┌──

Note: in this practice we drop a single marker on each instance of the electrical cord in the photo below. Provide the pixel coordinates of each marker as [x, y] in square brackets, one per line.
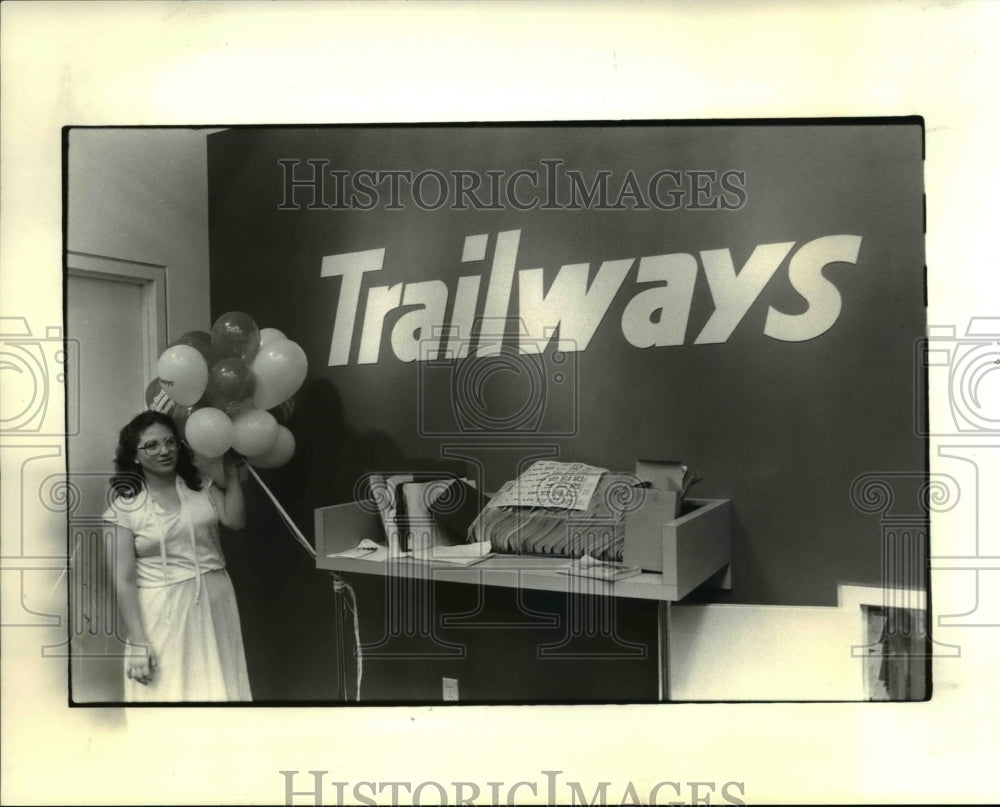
[340, 586]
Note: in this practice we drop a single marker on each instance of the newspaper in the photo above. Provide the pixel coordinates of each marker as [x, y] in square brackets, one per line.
[547, 483]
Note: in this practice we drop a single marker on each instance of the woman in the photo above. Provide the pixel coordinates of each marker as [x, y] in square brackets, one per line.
[174, 595]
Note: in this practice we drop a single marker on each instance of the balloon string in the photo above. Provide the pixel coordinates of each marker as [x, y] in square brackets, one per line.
[296, 532]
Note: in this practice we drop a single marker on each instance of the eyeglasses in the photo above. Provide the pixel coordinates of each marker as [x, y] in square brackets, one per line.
[152, 448]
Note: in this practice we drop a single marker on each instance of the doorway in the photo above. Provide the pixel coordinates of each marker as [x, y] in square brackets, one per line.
[116, 318]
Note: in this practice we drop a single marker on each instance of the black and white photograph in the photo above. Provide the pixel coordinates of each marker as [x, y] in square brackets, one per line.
[491, 404]
[423, 388]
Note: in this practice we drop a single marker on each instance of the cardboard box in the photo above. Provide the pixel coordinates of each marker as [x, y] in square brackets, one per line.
[686, 549]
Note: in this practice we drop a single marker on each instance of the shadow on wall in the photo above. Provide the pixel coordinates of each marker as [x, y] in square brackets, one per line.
[286, 605]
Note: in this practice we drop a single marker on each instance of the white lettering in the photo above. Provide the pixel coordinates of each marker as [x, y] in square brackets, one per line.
[659, 316]
[733, 293]
[351, 265]
[806, 275]
[569, 305]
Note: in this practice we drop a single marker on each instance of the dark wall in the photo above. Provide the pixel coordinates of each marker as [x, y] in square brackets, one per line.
[781, 428]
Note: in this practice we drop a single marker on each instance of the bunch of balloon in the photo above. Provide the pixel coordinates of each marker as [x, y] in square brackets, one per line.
[231, 390]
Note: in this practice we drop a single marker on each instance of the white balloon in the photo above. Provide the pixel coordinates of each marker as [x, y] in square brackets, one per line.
[183, 374]
[268, 335]
[209, 432]
[254, 432]
[280, 453]
[279, 370]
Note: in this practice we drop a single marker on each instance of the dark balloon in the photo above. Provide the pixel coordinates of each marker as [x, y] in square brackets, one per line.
[235, 336]
[230, 385]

└──

Direction —
Copy all of the material above word for word, leaving out the picture.

In response —
Note: in this practice we drop a single marker on each instance of the electrical cord in the photo below. Provide the pixel coordinates of each marker as [x, y] in square brackets, one per line.
[340, 586]
Note: in this practice we drop a single marker on each instance of the newspaper in the photo above. Provide the pixel coordinates of each marker as [x, y] in square brackets, one per line.
[547, 483]
Note: in this practice we drop a single marker on each instance of the woman in the photo above. Provide the pixel coordinates of each marker as [x, y] in square brackets, one per line.
[174, 595]
Note: in this practice we drop a single marker on each instance of the balloon string in the photo above. Provide the pixel coordinates of each marker as [x, y] in square brackets, one per line.
[296, 532]
Note: in this practice we drop a single marker on each instance of the eyeglasses in the photo above. Provide the pixel coordinates of each marker as [x, y] in square brackets, one per line.
[152, 448]
Note: in this practice we drop a single marker on each instance of the doorway in the photo above. Provide the pixel coordinates of each marker as [x, y] in square brackets, one per line.
[116, 318]
Note: in this practice we drop a single marker on each instance of the black and white photograph in the photo above. Provide the pixel coordinates of each marker as [x, y] in square brackets, one per line.
[491, 404]
[423, 388]
Note: in this practice we drop a single marker on each instance of the cardboard box in the photo above. Provide the pixel coordinates of each marker as [x, y] in square brackets, one per line.
[686, 549]
Note: in this practice we drop a single marker on each instance of the shadow on wall in the photo above. Provide the pixel coordinates of each marker as [x, y] in square brackets, one per line.
[286, 605]
Note: in this practice we drop a single marker on each instance of the white lettering in the photo above. Provide the pixel coordinates of each marker as [x, y] in square brackets, one per line.
[659, 316]
[733, 293]
[351, 265]
[806, 275]
[569, 305]
Note: in this practice we drop a single marker on each instance of the dark wall in the photo above. Provide the pixel coordinates of each marker as [x, y] in square brackets, one per line.
[781, 428]
Note: in this practice we drop a single marker on each instance of the bunch of balloon in the photo above. Provide the pixel coordinates of each marker as [x, y] in square brackets, one per line.
[231, 390]
Note: in this practice we drop a single marker on each instance of the white balloon in the photo above. Provide the pixel coordinates of each marker as [x, y] in square brackets, one per line.
[183, 374]
[268, 335]
[209, 432]
[254, 432]
[280, 453]
[279, 370]
Note: in this practice we drop a single marker on each instance of the dark balloon in the photo above. Provide the pixel coordinates of each marker as [x, y] in square brackets, one per line.
[235, 336]
[230, 385]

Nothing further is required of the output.